* Start Given data *

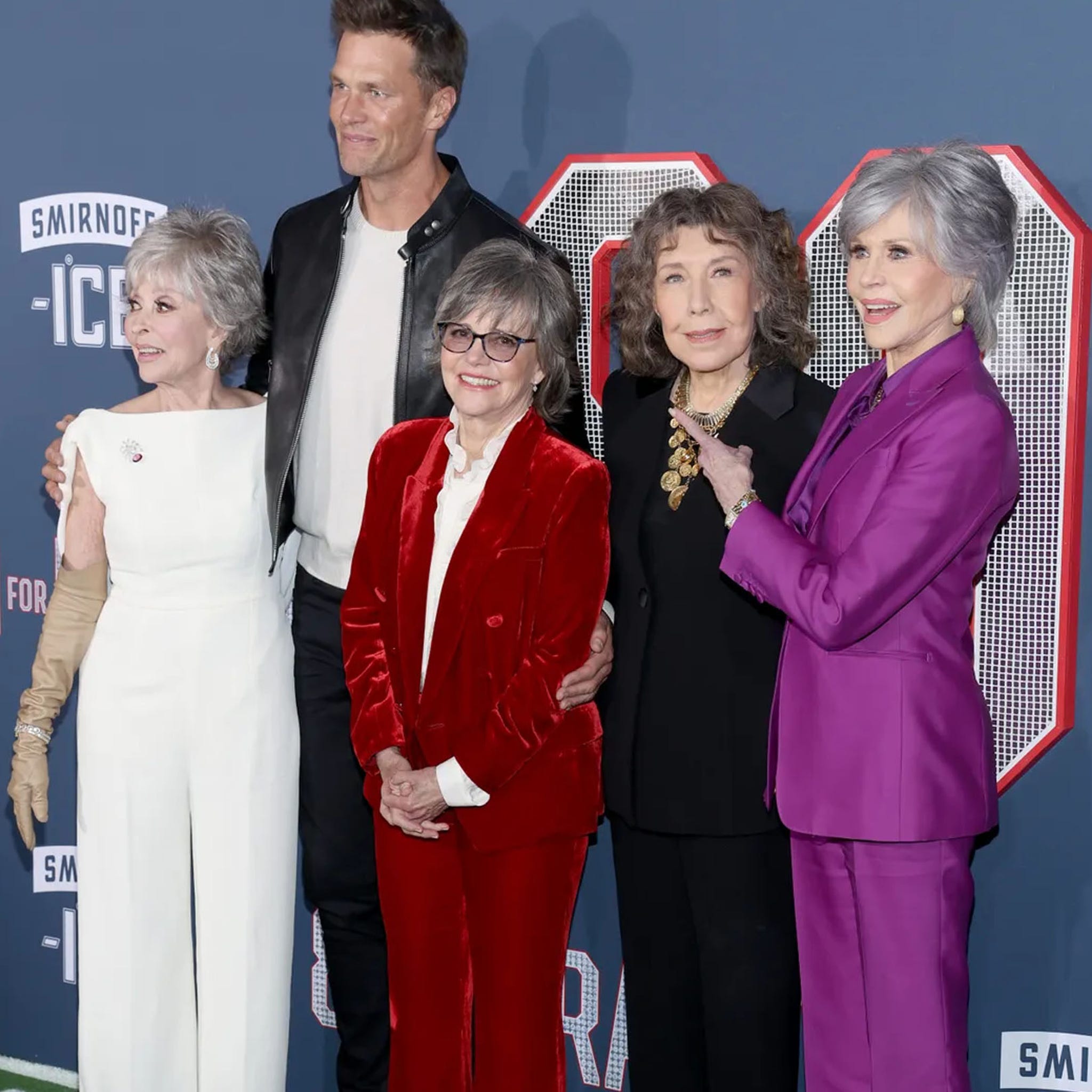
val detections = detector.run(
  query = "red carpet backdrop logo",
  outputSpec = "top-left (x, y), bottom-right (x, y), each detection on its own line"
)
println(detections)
top-left (19, 193), bottom-right (167, 348)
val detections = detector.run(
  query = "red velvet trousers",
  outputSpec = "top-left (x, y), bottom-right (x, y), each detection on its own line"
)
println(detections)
top-left (376, 813), bottom-right (588, 1092)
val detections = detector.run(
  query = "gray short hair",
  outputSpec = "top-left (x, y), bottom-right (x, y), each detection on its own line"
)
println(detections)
top-left (126, 205), bottom-right (269, 371)
top-left (433, 239), bottom-right (580, 422)
top-left (838, 140), bottom-right (1017, 353)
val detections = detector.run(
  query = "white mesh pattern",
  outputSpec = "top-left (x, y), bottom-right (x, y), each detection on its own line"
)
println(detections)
top-left (526, 157), bottom-right (709, 457)
top-left (805, 154), bottom-right (1079, 777)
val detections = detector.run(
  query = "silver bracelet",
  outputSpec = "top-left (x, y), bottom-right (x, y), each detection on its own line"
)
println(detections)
top-left (15, 721), bottom-right (50, 747)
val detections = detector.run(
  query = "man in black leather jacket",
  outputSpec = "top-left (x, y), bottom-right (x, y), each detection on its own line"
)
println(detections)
top-left (239, 0), bottom-right (613, 1092)
top-left (43, 0), bottom-right (613, 1092)
top-left (244, 154), bottom-right (588, 547)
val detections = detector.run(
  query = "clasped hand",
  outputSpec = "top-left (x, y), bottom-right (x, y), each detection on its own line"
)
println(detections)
top-left (376, 747), bottom-right (450, 839)
top-left (670, 406), bottom-right (754, 515)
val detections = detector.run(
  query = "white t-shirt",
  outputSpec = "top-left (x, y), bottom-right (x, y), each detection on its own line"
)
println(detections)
top-left (294, 198), bottom-right (406, 588)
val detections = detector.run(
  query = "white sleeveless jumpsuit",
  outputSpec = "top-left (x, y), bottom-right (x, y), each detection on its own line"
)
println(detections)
top-left (58, 403), bottom-right (299, 1092)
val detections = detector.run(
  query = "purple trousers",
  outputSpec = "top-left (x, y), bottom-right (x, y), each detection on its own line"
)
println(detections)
top-left (792, 831), bottom-right (974, 1092)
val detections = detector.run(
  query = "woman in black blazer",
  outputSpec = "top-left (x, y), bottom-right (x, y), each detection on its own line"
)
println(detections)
top-left (601, 182), bottom-right (834, 1092)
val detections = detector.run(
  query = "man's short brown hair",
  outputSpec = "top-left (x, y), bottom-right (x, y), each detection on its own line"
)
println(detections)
top-left (330, 0), bottom-right (466, 97)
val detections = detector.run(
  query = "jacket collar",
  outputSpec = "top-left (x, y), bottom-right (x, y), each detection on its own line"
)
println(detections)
top-left (804, 326), bottom-right (982, 527)
top-left (341, 152), bottom-right (474, 258)
top-left (397, 413), bottom-right (546, 713)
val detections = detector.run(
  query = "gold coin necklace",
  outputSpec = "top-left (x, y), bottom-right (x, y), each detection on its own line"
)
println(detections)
top-left (660, 367), bottom-right (758, 512)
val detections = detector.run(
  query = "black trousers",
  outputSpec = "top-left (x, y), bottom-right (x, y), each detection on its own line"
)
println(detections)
top-left (611, 816), bottom-right (800, 1092)
top-left (292, 568), bottom-right (390, 1092)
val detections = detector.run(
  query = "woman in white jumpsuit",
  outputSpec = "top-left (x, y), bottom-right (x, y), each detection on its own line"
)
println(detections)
top-left (9, 208), bottom-right (299, 1092)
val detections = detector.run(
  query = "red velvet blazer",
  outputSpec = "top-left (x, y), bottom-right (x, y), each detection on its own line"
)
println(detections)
top-left (342, 413), bottom-right (609, 850)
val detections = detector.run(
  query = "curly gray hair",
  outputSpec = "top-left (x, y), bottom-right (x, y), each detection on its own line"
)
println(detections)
top-left (126, 205), bottom-right (269, 371)
top-left (432, 239), bottom-right (580, 422)
top-left (838, 140), bottom-right (1017, 353)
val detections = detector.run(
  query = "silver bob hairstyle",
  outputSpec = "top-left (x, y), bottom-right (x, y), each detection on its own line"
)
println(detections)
top-left (126, 205), bottom-right (269, 371)
top-left (432, 239), bottom-right (580, 422)
top-left (838, 140), bottom-right (1017, 353)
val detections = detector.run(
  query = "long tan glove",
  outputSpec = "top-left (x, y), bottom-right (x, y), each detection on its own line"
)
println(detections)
top-left (7, 561), bottom-right (106, 849)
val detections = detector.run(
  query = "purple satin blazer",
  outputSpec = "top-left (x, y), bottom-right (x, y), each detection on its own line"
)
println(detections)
top-left (721, 327), bottom-right (1020, 842)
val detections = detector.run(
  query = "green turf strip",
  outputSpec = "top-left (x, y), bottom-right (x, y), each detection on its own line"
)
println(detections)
top-left (0, 1069), bottom-right (69, 1092)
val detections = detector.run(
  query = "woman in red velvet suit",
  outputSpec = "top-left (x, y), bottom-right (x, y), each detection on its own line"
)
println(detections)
top-left (342, 240), bottom-right (608, 1092)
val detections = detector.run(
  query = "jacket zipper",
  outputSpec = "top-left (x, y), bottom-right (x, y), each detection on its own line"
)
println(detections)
top-left (391, 254), bottom-right (414, 425)
top-left (270, 213), bottom-right (345, 575)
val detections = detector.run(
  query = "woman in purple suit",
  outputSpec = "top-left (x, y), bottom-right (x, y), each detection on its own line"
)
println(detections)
top-left (673, 142), bottom-right (1019, 1092)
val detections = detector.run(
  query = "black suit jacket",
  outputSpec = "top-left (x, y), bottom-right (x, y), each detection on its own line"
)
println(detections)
top-left (600, 365), bottom-right (834, 834)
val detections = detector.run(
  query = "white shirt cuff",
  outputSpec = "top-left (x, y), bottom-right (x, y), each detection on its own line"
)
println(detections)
top-left (436, 758), bottom-right (489, 808)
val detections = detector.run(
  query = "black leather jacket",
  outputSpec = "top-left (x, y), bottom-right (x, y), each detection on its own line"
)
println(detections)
top-left (244, 155), bottom-right (588, 563)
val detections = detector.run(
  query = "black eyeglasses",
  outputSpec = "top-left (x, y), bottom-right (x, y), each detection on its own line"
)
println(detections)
top-left (436, 322), bottom-right (534, 364)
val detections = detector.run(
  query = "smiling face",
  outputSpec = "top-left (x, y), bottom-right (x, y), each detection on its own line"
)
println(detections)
top-left (126, 276), bottom-right (224, 384)
top-left (846, 202), bottom-right (971, 371)
top-left (653, 227), bottom-right (762, 382)
top-left (330, 33), bottom-right (455, 179)
top-left (440, 308), bottom-right (543, 432)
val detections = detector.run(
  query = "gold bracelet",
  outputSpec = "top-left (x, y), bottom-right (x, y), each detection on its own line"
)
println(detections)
top-left (724, 489), bottom-right (758, 531)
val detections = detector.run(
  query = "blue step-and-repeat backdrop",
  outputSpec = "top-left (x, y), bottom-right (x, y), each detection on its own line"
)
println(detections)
top-left (0, 0), bottom-right (1092, 1092)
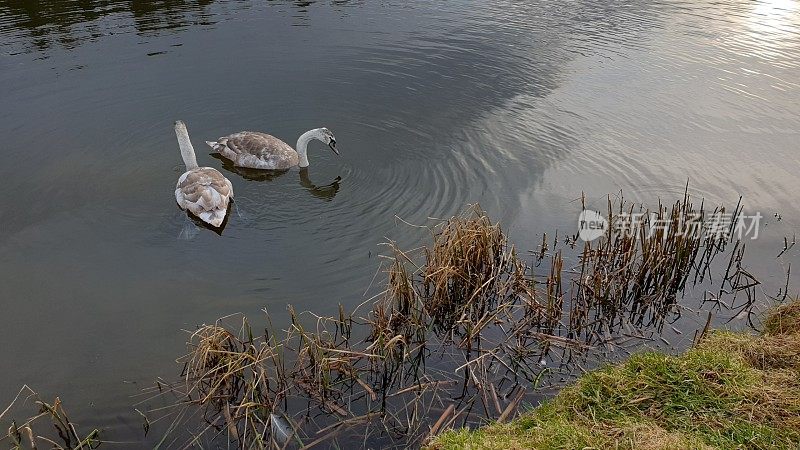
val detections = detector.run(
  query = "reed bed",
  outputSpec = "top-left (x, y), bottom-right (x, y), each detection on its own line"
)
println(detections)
top-left (147, 194), bottom-right (772, 448)
top-left (0, 385), bottom-right (102, 450)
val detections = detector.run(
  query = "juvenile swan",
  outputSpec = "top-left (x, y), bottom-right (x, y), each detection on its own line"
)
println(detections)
top-left (175, 120), bottom-right (233, 228)
top-left (206, 128), bottom-right (339, 170)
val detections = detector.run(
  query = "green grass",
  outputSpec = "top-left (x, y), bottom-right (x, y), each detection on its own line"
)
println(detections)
top-left (429, 300), bottom-right (800, 449)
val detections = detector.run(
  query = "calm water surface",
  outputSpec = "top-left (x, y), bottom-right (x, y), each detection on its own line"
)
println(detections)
top-left (0, 0), bottom-right (800, 440)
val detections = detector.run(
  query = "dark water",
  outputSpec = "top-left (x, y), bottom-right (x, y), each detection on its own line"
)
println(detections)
top-left (0, 0), bottom-right (800, 440)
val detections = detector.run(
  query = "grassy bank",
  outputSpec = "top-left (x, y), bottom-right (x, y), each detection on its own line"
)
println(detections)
top-left (430, 300), bottom-right (800, 449)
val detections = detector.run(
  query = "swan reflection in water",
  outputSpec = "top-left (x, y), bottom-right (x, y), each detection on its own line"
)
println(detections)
top-left (211, 153), bottom-right (342, 201)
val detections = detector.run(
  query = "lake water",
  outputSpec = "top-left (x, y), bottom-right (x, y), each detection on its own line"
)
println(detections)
top-left (0, 0), bottom-right (800, 446)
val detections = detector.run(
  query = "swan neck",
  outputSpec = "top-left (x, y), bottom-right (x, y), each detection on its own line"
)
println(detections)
top-left (175, 127), bottom-right (197, 170)
top-left (297, 130), bottom-right (315, 167)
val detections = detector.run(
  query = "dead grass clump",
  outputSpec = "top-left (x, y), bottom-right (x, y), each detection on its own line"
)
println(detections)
top-left (0, 385), bottom-right (101, 450)
top-left (421, 205), bottom-right (532, 329)
top-left (764, 301), bottom-right (800, 335)
top-left (179, 320), bottom-right (284, 448)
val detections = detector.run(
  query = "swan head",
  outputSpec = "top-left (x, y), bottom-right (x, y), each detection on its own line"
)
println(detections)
top-left (316, 127), bottom-right (339, 155)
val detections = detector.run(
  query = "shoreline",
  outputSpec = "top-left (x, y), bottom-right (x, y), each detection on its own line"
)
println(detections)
top-left (427, 299), bottom-right (800, 450)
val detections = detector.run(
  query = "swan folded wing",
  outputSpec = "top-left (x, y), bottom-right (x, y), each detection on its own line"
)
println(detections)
top-left (175, 167), bottom-right (233, 227)
top-left (214, 131), bottom-right (298, 169)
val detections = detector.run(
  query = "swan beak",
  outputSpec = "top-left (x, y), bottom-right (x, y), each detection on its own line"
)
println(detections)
top-left (328, 139), bottom-right (340, 155)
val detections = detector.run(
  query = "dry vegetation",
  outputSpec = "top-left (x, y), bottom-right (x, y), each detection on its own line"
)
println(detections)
top-left (138, 196), bottom-right (758, 448)
top-left (430, 300), bottom-right (800, 449)
top-left (0, 386), bottom-right (101, 450)
top-left (0, 195), bottom-right (780, 449)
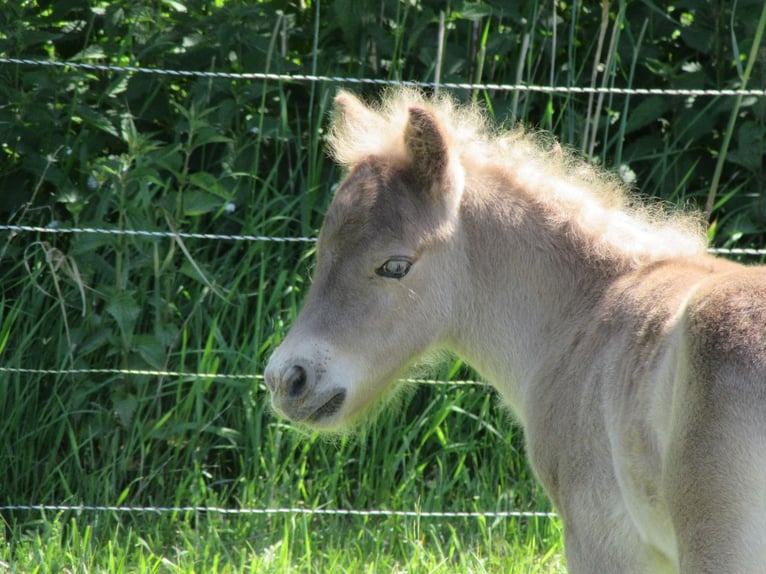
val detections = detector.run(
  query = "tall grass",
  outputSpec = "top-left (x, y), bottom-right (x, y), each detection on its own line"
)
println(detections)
top-left (0, 2), bottom-right (757, 573)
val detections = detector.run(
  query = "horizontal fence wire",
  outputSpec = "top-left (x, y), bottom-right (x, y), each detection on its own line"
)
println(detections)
top-left (0, 504), bottom-right (558, 518)
top-left (0, 57), bottom-right (766, 97)
top-left (0, 225), bottom-right (316, 243)
top-left (0, 225), bottom-right (766, 257)
top-left (0, 367), bottom-right (490, 387)
top-left (0, 57), bottom-right (766, 532)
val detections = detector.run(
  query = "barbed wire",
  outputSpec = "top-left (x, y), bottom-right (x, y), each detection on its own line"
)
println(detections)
top-left (0, 504), bottom-right (558, 518)
top-left (0, 225), bottom-right (766, 257)
top-left (0, 57), bottom-right (766, 97)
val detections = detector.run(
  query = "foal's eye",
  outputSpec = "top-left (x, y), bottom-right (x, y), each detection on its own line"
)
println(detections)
top-left (375, 257), bottom-right (412, 279)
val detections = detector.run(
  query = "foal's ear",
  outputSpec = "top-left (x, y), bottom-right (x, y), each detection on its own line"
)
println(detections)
top-left (404, 106), bottom-right (449, 186)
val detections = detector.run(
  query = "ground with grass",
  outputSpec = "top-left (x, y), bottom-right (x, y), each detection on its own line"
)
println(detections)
top-left (0, 0), bottom-right (766, 573)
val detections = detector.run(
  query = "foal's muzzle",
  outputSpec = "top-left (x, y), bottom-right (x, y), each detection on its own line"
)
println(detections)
top-left (264, 358), bottom-right (346, 425)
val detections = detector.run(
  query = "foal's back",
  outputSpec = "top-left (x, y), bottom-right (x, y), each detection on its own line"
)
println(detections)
top-left (529, 257), bottom-right (766, 574)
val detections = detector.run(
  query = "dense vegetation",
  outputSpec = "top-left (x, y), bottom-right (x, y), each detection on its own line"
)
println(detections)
top-left (0, 0), bottom-right (766, 571)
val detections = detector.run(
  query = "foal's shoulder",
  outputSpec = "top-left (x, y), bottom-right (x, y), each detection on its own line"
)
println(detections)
top-left (685, 263), bottom-right (766, 366)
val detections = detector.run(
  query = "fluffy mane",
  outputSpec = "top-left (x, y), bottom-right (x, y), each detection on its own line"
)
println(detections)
top-left (329, 89), bottom-right (706, 264)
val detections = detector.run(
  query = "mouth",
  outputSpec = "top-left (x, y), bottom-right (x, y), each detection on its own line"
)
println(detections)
top-left (306, 390), bottom-right (346, 423)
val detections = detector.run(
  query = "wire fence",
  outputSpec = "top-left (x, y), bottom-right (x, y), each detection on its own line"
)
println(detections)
top-left (0, 504), bottom-right (558, 518)
top-left (0, 57), bottom-right (766, 519)
top-left (0, 57), bottom-right (766, 97)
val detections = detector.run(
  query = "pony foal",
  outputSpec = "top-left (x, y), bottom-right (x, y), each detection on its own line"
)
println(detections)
top-left (265, 90), bottom-right (766, 574)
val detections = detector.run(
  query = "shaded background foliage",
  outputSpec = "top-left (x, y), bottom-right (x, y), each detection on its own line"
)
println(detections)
top-left (0, 0), bottom-right (766, 524)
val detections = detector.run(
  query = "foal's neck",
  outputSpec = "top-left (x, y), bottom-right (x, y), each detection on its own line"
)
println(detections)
top-left (448, 178), bottom-right (628, 422)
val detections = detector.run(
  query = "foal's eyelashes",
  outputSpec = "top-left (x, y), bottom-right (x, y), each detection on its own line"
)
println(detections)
top-left (375, 257), bottom-right (412, 279)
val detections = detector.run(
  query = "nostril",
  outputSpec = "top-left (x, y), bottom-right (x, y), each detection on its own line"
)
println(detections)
top-left (285, 365), bottom-right (306, 397)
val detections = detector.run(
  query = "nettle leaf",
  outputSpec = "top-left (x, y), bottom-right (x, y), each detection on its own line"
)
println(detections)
top-left (625, 96), bottom-right (670, 133)
top-left (183, 189), bottom-right (223, 216)
top-left (105, 291), bottom-right (141, 338)
top-left (727, 121), bottom-right (766, 171)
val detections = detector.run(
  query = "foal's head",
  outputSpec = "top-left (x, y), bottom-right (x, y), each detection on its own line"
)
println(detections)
top-left (265, 93), bottom-right (462, 429)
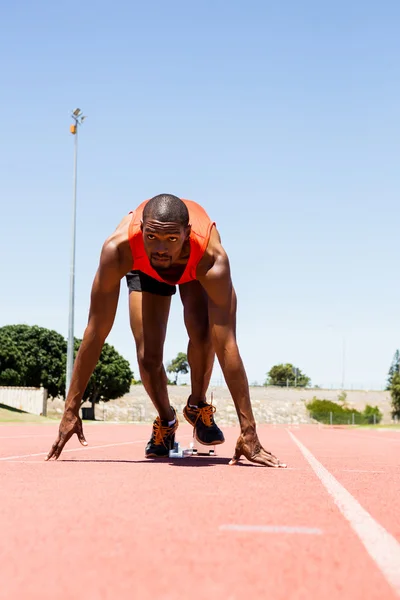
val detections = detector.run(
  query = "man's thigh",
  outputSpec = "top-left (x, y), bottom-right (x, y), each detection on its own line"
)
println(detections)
top-left (126, 271), bottom-right (175, 354)
top-left (179, 281), bottom-right (209, 338)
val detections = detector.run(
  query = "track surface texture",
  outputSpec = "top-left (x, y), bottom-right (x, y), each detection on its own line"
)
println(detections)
top-left (0, 424), bottom-right (400, 600)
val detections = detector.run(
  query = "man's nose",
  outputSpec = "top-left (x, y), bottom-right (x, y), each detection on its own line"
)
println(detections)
top-left (155, 240), bottom-right (168, 254)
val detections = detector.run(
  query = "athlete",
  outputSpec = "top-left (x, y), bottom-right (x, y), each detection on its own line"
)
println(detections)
top-left (46, 194), bottom-right (286, 467)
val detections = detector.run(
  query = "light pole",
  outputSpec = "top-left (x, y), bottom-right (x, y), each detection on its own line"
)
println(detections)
top-left (65, 108), bottom-right (86, 394)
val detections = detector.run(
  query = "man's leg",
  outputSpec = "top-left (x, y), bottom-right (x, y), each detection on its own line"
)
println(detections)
top-left (129, 291), bottom-right (175, 421)
top-left (179, 281), bottom-right (225, 446)
top-left (179, 281), bottom-right (215, 405)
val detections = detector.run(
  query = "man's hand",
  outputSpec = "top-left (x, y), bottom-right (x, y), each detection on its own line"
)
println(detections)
top-left (46, 410), bottom-right (87, 460)
top-left (229, 429), bottom-right (286, 469)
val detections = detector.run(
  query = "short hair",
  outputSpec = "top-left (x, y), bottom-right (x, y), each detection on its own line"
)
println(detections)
top-left (143, 194), bottom-right (189, 227)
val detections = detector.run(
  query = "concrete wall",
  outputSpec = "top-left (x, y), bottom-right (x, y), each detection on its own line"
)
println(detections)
top-left (0, 386), bottom-right (47, 416)
top-left (47, 385), bottom-right (391, 426)
top-left (85, 385), bottom-right (391, 425)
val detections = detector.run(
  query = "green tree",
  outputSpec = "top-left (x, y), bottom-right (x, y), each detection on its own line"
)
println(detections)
top-left (386, 350), bottom-right (400, 390)
top-left (0, 330), bottom-right (23, 386)
top-left (0, 325), bottom-right (133, 412)
top-left (390, 373), bottom-right (400, 418)
top-left (363, 404), bottom-right (383, 425)
top-left (167, 352), bottom-right (189, 385)
top-left (0, 325), bottom-right (67, 398)
top-left (74, 339), bottom-right (133, 408)
top-left (264, 363), bottom-right (311, 387)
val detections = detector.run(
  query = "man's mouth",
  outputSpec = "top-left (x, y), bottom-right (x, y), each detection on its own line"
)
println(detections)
top-left (152, 254), bottom-right (170, 263)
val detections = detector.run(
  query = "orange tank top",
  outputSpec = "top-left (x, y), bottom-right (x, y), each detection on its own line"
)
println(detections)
top-left (128, 198), bottom-right (215, 285)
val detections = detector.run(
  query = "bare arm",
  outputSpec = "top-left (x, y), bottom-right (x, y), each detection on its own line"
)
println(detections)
top-left (65, 242), bottom-right (123, 414)
top-left (199, 248), bottom-right (255, 432)
top-left (47, 240), bottom-right (124, 460)
top-left (199, 245), bottom-right (286, 467)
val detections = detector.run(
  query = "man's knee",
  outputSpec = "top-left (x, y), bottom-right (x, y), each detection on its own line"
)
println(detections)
top-left (188, 323), bottom-right (211, 346)
top-left (137, 348), bottom-right (163, 372)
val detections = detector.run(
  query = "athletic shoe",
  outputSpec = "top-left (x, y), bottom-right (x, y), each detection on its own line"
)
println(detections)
top-left (146, 408), bottom-right (179, 458)
top-left (183, 400), bottom-right (225, 446)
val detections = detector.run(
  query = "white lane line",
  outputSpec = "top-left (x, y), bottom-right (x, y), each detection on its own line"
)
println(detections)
top-left (288, 431), bottom-right (400, 596)
top-left (0, 433), bottom-right (57, 440)
top-left (219, 525), bottom-right (323, 535)
top-left (347, 431), bottom-right (400, 444)
top-left (338, 469), bottom-right (392, 475)
top-left (0, 440), bottom-right (149, 460)
top-left (0, 435), bottom-right (192, 461)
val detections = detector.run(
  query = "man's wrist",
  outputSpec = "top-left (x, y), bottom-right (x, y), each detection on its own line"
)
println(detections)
top-left (240, 419), bottom-right (256, 434)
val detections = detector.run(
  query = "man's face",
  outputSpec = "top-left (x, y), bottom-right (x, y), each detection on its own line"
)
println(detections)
top-left (142, 219), bottom-right (190, 269)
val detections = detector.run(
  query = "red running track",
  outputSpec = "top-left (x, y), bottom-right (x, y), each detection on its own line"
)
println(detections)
top-left (0, 424), bottom-right (400, 600)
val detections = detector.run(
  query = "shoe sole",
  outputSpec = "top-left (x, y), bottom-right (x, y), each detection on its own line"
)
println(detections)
top-left (183, 411), bottom-right (225, 446)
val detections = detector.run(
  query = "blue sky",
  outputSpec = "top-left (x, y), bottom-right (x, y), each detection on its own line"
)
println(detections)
top-left (0, 0), bottom-right (400, 388)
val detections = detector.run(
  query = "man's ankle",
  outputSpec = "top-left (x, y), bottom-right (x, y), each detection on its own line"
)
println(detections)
top-left (187, 394), bottom-right (206, 407)
top-left (158, 406), bottom-right (176, 423)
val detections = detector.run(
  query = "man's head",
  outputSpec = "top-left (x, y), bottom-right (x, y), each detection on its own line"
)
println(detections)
top-left (142, 194), bottom-right (190, 269)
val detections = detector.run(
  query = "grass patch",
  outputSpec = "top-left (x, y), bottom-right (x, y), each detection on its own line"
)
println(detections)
top-left (306, 396), bottom-right (383, 425)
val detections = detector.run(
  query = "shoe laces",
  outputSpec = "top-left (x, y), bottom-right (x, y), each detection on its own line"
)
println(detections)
top-left (153, 417), bottom-right (176, 447)
top-left (195, 404), bottom-right (217, 427)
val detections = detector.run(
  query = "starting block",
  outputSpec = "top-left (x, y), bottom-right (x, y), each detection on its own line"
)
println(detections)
top-left (190, 437), bottom-right (215, 456)
top-left (169, 438), bottom-right (219, 458)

* End Given data *

-- Exercise goal --
Copy the material verbatim from its start up to and including the line with "top-left (294, 198), bottom-right (406, 588)". Leave out the pictures.

-- Task result --
val detections = detector.run(
  query = "red carpet backdrop logo",
  outputSpec = "top-left (x, y), bottom-right (x, y), each detection on its own line"
)
println(detections)
top-left (19, 193), bottom-right (167, 348)
val detections = detector.run(
  query = "red velvet trousers",
  outputSpec = "top-left (x, y), bottom-right (x, y), each detection on its own line"
)
println(detections)
top-left (376, 813), bottom-right (588, 1092)
val detections = detector.run(
  query = "gray short hair",
  outputSpec = "top-left (x, y), bottom-right (x, y), each detection on its own line"
)
println(detections)
top-left (126, 205), bottom-right (269, 371)
top-left (433, 239), bottom-right (580, 422)
top-left (838, 140), bottom-right (1017, 353)
val detections = detector.run(
  query = "white mesh pattern",
  outputSpec = "top-left (x, y), bottom-right (x, y), each detection on its own line"
)
println(detections)
top-left (526, 157), bottom-right (709, 457)
top-left (805, 154), bottom-right (1079, 777)
val detections = detector.run(
  query = "silver bracelet",
  outputSpec = "top-left (x, y), bottom-right (x, y), each detection on its own line"
)
println(detections)
top-left (15, 721), bottom-right (50, 747)
val detections = detector.run(
  query = "man in black leather jacket",
  outputSpec = "top-left (x, y), bottom-right (x, y), each detection on its own line"
)
println(detections)
top-left (239, 0), bottom-right (613, 1092)
top-left (43, 0), bottom-right (613, 1092)
top-left (244, 154), bottom-right (588, 547)
val detections = detector.run(
  query = "clasped hand",
  outputSpec = "top-left (x, y), bottom-right (x, y), each detection on its own line"
)
println(detections)
top-left (376, 747), bottom-right (450, 839)
top-left (670, 406), bottom-right (754, 515)
val detections = detector.run(
  query = "white t-shirt",
  outputSpec = "top-left (x, y), bottom-right (x, y), each detection on its own line"
)
println(detections)
top-left (294, 198), bottom-right (406, 588)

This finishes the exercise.